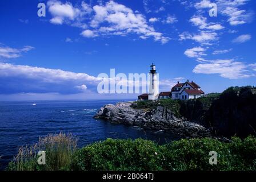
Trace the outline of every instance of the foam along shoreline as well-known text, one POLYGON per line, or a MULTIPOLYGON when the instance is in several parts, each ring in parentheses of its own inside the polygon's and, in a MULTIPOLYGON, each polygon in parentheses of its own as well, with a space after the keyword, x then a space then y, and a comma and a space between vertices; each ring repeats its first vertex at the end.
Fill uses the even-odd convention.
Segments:
POLYGON ((145 129, 171 133, 183 137, 210 136, 210 131, 203 126, 175 117, 166 107, 145 110, 131 107, 133 102, 108 104, 94 117, 113 123, 139 126, 145 129))

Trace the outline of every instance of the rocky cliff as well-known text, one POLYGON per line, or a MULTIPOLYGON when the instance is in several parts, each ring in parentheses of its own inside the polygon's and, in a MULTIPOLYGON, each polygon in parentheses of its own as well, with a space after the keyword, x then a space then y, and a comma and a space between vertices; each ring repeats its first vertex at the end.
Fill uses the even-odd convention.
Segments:
POLYGON ((123 123, 141 127, 146 129, 163 130, 182 136, 210 136, 209 130, 195 123, 177 118, 173 111, 163 106, 154 109, 135 109, 133 102, 109 104, 101 108, 94 117, 111 123, 123 123))

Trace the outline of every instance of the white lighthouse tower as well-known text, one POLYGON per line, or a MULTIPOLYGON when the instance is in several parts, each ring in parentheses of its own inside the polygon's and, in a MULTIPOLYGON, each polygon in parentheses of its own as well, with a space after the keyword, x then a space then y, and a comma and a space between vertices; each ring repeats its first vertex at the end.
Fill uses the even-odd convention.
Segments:
POLYGON ((158 98, 159 83, 158 75, 154 63, 150 65, 149 100, 155 100, 158 98))

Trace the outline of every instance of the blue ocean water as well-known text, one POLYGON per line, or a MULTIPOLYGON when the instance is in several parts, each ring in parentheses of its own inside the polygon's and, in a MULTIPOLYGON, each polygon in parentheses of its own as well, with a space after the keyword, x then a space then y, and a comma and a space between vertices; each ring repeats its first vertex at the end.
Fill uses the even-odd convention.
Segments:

Goal: Rewrite all the records above with "even-odd" replaced by "nonzero winding" everywhere it occurs and nothing else changed. Leave the pictures out.

Response to this exercise:
Trace the outline of every instance of the foam along shoreline as well-known text, one POLYGON per line, or a MULTIPOLYGON when the instance is in several parts, each ring in parentheses of its own inside the polygon's and, in a MULTIPOLYGON, each polygon in parentheses of its own as well, with a space after the keyword, x then a space then y, and a comma and a space between vertices; each ring repeats its first vertex at the end.
Fill uses the nonzero winding convention.
Segments:
POLYGON ((145 129, 171 133, 183 137, 210 136, 210 131, 203 126, 175 117, 166 107, 145 110, 131 107, 133 102, 108 104, 94 117, 113 123, 139 126, 145 129))

Trace the outline of every instance of the rocky cliff as well-known text, one POLYGON per line, or a MULTIPOLYGON when the instance is in several parts, each ring in parentheses of its own inside the polygon's and, in a MULTIPOLYGON, each polygon in parentheses of its own as well, with a space after the keyword, x then a space then y, and a comma and a space between vertices; each ring repeats its first vertex at the end.
Fill uses the nonzero winding convention.
Segments:
POLYGON ((123 123, 141 127, 146 129, 163 130, 182 136, 210 136, 209 130, 195 123, 177 118, 173 111, 163 106, 154 109, 135 109, 133 102, 109 104, 101 108, 94 117, 111 123, 123 123))

Trace the outline of every instance of the white lighthouse tower as well-known text, one POLYGON per line, or a MULTIPOLYGON when the instance is in several parts, each ring in parentheses of its own inside the polygon's and, in a MULTIPOLYGON, each polygon in parentheses of its own as well, with a space after the keyword, x then a space then y, and a comma and a space between vertices; each ring repeats its first vertex at the end.
Fill uses the nonzero winding convention.
Segments:
POLYGON ((158 98, 159 83, 158 75, 154 63, 150 65, 149 100, 155 100, 158 98))

Trace the outline of every instance of the blue ocean water as well-known text, one POLYGON per line, or a MULTIPOLYGON when the instance is in several parts, each ring in parentheses of its own inside the polygon's and, in a MULTIPOLYGON, each polygon in parentheses of its own as well, with a space after the keyword, x then a space then y, and a comma and a space between vertices; each ring repeats its first vertex at the end.
Fill uses the nonzero winding convention.
Segments:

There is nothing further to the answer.